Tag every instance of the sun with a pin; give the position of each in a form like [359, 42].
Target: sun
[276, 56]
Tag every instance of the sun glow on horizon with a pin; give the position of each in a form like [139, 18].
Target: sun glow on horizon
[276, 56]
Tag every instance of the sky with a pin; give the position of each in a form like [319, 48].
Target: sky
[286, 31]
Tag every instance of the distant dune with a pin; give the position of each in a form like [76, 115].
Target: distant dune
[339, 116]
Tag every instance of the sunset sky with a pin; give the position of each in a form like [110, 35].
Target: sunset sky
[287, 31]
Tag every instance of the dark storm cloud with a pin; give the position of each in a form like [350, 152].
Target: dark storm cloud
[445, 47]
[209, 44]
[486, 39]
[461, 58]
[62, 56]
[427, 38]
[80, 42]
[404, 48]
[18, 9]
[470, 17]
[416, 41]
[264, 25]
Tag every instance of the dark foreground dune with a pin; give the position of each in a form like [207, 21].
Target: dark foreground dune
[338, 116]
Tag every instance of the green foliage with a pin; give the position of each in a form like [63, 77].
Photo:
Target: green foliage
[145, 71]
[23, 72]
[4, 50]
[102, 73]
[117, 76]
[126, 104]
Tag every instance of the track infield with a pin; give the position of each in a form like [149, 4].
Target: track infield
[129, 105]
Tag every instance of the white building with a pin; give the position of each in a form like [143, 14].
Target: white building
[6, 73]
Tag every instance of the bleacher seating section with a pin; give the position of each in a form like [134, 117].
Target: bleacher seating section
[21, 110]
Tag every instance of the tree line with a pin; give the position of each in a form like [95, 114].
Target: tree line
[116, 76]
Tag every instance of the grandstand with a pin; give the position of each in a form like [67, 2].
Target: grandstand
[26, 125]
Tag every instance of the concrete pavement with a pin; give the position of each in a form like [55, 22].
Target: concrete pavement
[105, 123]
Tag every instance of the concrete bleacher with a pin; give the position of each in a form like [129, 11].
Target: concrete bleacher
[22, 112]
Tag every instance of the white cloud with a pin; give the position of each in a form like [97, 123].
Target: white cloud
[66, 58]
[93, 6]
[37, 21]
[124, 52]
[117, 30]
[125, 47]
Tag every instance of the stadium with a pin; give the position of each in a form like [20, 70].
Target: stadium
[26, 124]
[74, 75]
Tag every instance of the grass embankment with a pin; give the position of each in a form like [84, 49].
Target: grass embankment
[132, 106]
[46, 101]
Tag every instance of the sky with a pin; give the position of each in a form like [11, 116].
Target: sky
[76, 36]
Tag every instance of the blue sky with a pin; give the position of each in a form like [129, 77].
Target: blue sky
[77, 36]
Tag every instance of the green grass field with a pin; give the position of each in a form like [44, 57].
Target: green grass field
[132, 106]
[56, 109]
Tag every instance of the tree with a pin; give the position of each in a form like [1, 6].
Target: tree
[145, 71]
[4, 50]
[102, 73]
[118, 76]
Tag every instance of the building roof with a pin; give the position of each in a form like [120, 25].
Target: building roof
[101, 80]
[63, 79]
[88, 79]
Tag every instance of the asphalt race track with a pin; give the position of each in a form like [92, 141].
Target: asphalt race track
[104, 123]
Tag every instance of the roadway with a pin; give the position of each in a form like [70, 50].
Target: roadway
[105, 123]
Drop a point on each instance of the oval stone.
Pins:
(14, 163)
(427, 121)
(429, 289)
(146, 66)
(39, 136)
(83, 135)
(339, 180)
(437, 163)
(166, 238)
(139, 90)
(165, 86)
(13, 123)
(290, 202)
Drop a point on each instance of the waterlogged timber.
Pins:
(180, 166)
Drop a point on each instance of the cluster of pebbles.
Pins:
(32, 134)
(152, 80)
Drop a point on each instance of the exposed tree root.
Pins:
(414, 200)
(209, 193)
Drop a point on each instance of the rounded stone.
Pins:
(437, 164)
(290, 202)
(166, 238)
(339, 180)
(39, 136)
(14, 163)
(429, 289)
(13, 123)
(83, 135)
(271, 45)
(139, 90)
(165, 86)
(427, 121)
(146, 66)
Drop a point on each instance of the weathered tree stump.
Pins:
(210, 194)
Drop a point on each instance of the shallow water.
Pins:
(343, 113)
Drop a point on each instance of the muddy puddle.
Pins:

---*---

Everything from the line with "Drop a point on each instance of the waterlogged" to the end of the listing above needs to be duplicated exactly, both end lines included, with nothing more.

Output for this exercise>
Drop a point on each instance of the waterlogged timber.
Pins:
(180, 166)
Drop a point on each instance of the cluster of pebbles.
Pins:
(32, 134)
(152, 80)
Drop a point on each instance of the exposed tree root.
Pins:
(414, 200)
(209, 193)
Drop a point on each instance of the rounded stone.
Pins:
(437, 164)
(290, 202)
(166, 238)
(339, 180)
(39, 136)
(14, 163)
(429, 289)
(13, 123)
(83, 135)
(271, 45)
(139, 90)
(165, 86)
(427, 121)
(146, 66)
Drop a point on each instance of the weathered tree stump.
Pins:
(210, 194)
Drop a point on each instance of the shallow water.
Pins:
(343, 113)
Drop a point on each instance of the muddy puddle.
Pins:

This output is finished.